Aim of the task ▸
In the records below, reproduce verbatim every line from the one containing "Where can the white" through the one containing "pixel 1053 166", including both of those lines.
==============================
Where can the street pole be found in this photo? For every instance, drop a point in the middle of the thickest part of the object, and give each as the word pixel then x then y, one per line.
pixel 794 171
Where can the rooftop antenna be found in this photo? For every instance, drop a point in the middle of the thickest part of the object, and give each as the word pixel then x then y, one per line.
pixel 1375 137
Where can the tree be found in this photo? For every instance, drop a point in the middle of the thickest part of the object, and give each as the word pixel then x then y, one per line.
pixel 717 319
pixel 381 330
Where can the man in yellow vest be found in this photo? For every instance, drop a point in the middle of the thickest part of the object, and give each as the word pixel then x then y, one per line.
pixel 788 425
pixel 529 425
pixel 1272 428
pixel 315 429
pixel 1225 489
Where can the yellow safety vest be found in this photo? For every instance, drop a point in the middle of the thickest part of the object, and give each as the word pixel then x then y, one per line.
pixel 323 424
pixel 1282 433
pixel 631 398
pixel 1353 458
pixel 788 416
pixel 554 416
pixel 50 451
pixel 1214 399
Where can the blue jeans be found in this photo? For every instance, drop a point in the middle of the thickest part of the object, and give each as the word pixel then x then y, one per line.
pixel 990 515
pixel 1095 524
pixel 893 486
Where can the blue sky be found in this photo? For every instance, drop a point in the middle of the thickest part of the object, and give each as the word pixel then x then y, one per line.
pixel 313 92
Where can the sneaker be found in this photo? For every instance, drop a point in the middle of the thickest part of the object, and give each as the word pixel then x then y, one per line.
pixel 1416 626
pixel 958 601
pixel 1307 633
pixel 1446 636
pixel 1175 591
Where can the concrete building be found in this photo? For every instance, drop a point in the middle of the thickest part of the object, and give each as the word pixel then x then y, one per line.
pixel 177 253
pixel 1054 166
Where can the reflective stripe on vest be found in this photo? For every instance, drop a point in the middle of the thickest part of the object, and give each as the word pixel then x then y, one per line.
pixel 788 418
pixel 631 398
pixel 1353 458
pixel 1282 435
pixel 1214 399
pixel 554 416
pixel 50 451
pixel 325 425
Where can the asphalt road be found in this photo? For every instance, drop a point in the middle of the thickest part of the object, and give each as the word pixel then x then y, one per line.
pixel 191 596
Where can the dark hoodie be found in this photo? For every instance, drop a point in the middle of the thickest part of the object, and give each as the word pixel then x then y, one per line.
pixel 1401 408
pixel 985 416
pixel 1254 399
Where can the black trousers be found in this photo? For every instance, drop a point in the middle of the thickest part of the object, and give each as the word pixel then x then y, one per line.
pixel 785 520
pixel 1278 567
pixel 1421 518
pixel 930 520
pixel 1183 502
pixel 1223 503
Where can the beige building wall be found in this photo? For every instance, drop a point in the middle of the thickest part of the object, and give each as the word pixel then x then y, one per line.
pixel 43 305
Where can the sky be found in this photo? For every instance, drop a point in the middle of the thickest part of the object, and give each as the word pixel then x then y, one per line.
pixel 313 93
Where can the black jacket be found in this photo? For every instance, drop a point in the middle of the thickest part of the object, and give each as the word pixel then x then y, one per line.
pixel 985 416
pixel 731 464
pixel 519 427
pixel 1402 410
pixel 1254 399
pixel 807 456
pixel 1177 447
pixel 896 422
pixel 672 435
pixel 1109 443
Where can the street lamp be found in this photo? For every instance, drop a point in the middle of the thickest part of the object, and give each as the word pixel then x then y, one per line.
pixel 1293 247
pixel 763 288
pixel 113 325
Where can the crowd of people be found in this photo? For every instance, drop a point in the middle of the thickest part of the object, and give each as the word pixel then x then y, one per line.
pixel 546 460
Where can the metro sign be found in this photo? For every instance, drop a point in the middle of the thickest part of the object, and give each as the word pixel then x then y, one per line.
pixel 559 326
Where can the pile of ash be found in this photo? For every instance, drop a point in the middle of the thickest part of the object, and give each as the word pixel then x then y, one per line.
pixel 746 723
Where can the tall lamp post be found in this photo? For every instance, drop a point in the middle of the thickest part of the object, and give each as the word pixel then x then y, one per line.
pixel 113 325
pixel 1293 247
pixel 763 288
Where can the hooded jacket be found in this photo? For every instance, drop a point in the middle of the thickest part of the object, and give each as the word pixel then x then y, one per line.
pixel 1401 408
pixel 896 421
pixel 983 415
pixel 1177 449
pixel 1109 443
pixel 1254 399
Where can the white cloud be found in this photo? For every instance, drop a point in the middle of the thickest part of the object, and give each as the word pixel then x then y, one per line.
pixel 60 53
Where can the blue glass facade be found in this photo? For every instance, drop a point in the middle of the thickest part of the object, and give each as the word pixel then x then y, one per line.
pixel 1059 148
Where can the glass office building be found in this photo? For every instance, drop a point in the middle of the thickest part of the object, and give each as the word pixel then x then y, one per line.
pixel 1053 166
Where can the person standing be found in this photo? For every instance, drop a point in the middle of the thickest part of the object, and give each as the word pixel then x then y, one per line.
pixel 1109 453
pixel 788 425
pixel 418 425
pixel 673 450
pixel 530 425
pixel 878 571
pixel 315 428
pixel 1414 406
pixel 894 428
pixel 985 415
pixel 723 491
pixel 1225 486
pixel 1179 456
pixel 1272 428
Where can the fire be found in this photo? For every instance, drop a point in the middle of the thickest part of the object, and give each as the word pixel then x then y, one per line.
==============================
Output ▸
Where can the white cloud be found in this photo? For every instance, drop a point in the middle of the thickest part of the object, and give each as the word pixel then x then y, one per line.
pixel 60 53
Where can the blue glass facade be found in this photo? For every instance, drop a point in the middle of the thickest part of the object, and give each as the word pixel then x then y, one per line.
pixel 1059 148
Where can the glass office building be found in this photo? For every instance, drop a point in the middle of the thickest part of the object, and give each as the word pixel then x then y, one per line.
pixel 1053 166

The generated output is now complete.